━━ PASSAGE GIVEN ━━

# What are Electromagnetic Waves: e/m radiation

## Electromagnetic waves or E/M radiation are the basic wave type that are used for radio waves, light and many more forms of radiation.

Electromagnetic Waves Tutorial Includes:
Electromagnetic waves     Radio spectrum     Microwaves & millimetre waves     Radar / IEEE band designations     Polarisation

Radio signals exist as a form of electromagnetic wave. This is the same form of radiation as light, ultra-violet, infra-red, etc., differing only in the wavelength or frequency of the radiation.

Electromagnetic waves are key to modern life. They are used in a vast number of areas, and modern life would be totally different if we were not able use them. modem communications systems, radar, and a host of other things would just be possible without them.

Electromagnetic radiation can travel through many forms of medium. Air and free space form ideal media. However conductive media like metals form a barrier through which they do not travel. There are also some media through which they can travel but are attenuated.

## Electromagnetic wave applications

There is a huge level of usage of electromagnetic waves these days. They are used for applications like radio communications and broadcasting where radio signals are used to carry data in one form or another from a transmitting location to another.

The electromagnetic waves are used for everything from traditional broadcasting and radio communications to the latest mobile communications with short range 5G mmwave high data rate links as well as Wi-Fi wireless LANs and very much more.

Another application for electromagnetic waves is for navigation. There are many different techniques and systems used from the old hyperbolic systems to modern satellite navigation. These all use electromagnetic waves.

Electromagnetic waves are used for detection and monitoring. Radar is a key example of this. Radar is used for everything from position monitoring on traditional radar screens for aviation and maritime uses, to speed monitoring with doppler radars and also another applications like geophysical radar for detecting what is under the ground.

## Electromagnetic waves – e/m radiation basics

Electromagnetic waves or e/m radiation has two constituents. The radiation is made from electric and magnetic components that are inseparable. The planes of the fields are at right angles to each other and to the direction in which the wave is travelling.

━━━

• SHORT TASK 1
Copy the electromagnetic waves page word for word from "Electromagnetic waves are key" to "but are attenuated.".
The entries have nothing to do with the electromagnetic waves page.

━━ RECORDS TO PROCESS ━━

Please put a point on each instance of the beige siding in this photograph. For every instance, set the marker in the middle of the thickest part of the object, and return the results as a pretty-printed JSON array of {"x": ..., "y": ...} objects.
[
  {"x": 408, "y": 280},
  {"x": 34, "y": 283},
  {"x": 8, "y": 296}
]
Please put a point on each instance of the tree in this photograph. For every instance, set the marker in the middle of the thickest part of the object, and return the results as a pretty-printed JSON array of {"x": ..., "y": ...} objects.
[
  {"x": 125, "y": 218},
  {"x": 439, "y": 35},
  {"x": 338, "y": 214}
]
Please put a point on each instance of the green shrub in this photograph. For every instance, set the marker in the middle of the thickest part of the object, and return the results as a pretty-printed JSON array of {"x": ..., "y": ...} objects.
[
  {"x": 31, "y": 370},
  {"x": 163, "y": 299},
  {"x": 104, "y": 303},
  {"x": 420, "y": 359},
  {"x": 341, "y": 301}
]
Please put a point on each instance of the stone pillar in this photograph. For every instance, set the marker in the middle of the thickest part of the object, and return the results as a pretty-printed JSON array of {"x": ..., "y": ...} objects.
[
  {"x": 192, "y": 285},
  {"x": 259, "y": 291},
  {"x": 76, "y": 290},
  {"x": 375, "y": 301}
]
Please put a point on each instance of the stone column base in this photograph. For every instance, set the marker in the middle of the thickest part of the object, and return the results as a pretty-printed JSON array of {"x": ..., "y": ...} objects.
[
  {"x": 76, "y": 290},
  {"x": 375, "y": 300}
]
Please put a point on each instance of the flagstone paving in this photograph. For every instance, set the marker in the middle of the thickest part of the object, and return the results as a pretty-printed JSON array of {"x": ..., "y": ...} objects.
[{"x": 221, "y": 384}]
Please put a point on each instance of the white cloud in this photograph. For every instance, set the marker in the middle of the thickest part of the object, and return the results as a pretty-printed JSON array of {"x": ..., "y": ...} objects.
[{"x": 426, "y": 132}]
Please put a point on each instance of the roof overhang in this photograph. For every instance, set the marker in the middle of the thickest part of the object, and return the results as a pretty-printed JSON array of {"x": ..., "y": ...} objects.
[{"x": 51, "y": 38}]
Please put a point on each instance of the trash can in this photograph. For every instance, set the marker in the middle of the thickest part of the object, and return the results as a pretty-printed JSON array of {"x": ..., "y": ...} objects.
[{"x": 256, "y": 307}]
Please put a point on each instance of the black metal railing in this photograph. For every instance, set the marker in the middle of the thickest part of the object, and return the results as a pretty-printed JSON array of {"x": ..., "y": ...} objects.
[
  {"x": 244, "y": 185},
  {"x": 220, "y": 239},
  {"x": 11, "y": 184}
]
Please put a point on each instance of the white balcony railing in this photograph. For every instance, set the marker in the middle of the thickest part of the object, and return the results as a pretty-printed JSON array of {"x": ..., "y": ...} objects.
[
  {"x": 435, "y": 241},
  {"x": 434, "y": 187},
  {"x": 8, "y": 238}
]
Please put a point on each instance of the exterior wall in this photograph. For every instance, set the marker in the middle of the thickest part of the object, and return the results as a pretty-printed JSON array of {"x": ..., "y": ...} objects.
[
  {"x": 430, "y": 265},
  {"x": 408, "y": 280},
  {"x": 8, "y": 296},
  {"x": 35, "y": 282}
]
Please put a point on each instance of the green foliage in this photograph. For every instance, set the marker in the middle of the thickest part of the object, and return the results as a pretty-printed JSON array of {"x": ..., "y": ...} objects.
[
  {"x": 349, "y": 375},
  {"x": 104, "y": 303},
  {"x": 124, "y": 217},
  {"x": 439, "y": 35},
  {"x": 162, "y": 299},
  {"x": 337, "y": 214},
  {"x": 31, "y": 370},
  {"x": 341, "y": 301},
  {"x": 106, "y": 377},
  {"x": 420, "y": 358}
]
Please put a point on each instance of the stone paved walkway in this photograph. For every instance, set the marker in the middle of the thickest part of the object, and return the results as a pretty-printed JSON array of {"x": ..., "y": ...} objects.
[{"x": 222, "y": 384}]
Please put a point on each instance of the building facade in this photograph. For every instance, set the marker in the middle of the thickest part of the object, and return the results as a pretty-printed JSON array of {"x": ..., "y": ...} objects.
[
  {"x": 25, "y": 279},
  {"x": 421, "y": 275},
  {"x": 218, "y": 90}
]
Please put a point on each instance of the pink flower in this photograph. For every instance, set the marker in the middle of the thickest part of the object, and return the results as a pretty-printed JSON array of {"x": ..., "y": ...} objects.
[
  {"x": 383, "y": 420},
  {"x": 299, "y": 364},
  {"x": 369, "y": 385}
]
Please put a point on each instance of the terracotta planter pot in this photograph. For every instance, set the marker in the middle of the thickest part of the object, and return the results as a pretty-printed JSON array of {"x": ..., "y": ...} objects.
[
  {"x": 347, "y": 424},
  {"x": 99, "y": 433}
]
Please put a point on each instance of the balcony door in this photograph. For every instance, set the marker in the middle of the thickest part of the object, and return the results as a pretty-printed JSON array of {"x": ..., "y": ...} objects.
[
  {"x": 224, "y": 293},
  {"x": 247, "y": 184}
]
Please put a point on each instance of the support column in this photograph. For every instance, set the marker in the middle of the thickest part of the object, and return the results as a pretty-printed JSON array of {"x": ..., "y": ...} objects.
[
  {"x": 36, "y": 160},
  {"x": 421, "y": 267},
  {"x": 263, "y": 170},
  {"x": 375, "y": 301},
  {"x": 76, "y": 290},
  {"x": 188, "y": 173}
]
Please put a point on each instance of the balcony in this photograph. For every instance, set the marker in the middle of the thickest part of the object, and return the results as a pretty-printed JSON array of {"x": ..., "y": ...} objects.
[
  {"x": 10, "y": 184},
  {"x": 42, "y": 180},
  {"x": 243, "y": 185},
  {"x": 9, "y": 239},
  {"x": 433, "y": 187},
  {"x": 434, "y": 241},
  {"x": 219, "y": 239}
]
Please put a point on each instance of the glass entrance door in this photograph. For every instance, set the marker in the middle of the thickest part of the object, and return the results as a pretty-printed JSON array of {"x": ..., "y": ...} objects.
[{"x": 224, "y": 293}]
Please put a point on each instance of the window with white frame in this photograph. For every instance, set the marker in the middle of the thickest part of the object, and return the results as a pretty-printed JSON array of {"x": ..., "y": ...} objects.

━━━

• SHORT TASK 2
Return each line of the entries above that contains the string "railing". The match is case-sensitive.

• WRITTEN SOLUTION 1
Electromagnetic waves are key to modern life. They are used in a vast number of areas, and modern life would be totally different if we were not able use them. modem communications systems, radar, and a host of other things would just be possible without them.

Electromagnetic radiation can travel through many forms of medium. Air and free space form ideal media. However conductive media like metals form a barrier through which they do not travel. There are also some media through which they can travel but are attenuated.

• WRITTEN SOLUTION 2
Please put a point on each instance of the black metal railing in this photograph. For every instance, set the marker in the middle of the thickest part of the object, and return the results as a pretty-printed JSON array of {"x": ..., "y": ...} objects.
Please put a point on each instance of the white balcony railing in this photograph. For every instance, set the marker in the middle of the thickest part of the object, and return the results as a pretty-printed JSON array of {"x": ..., "y": ...} objects.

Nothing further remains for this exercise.